▶ _Records shown_:
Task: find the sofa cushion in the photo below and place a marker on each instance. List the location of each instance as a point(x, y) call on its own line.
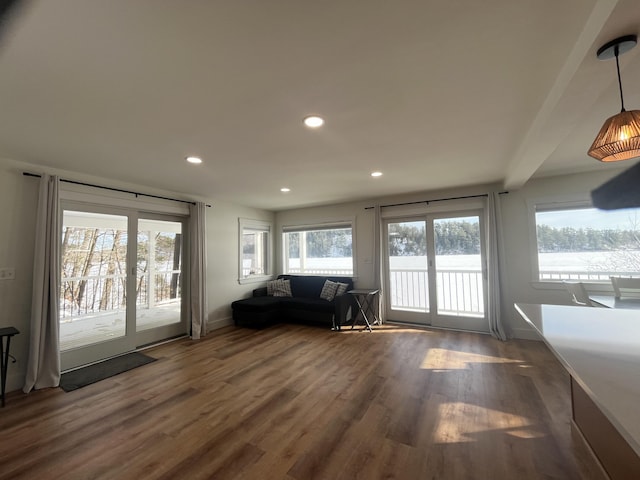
point(255, 304)
point(311, 304)
point(279, 288)
point(342, 288)
point(310, 286)
point(329, 290)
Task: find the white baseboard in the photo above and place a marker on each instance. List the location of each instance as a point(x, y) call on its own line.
point(525, 334)
point(219, 323)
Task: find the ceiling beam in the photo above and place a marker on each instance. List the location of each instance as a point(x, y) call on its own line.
point(540, 141)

▶ _Exercise task_: Reproduce the data above, swapping each "marker" for "pin" and leaving everything else unchanged. Leave the pictures out.

▶ _Solution for this exercise_:
Task: find the sofa cushion in the photo below and place a pin on each instance. List the location of each instance as a point(x, y) call on its own line.
point(255, 304)
point(311, 304)
point(279, 288)
point(342, 288)
point(310, 286)
point(329, 290)
Task: find the white baseboard in the photo above and place a pin on each instance. List the location of each instance as a point(x, y) call on its own line.
point(525, 334)
point(219, 323)
Task: find the ceiling beam in the photo above and place a pin on each instance. List the location of each instance as a point(x, y) call on its own line.
point(540, 141)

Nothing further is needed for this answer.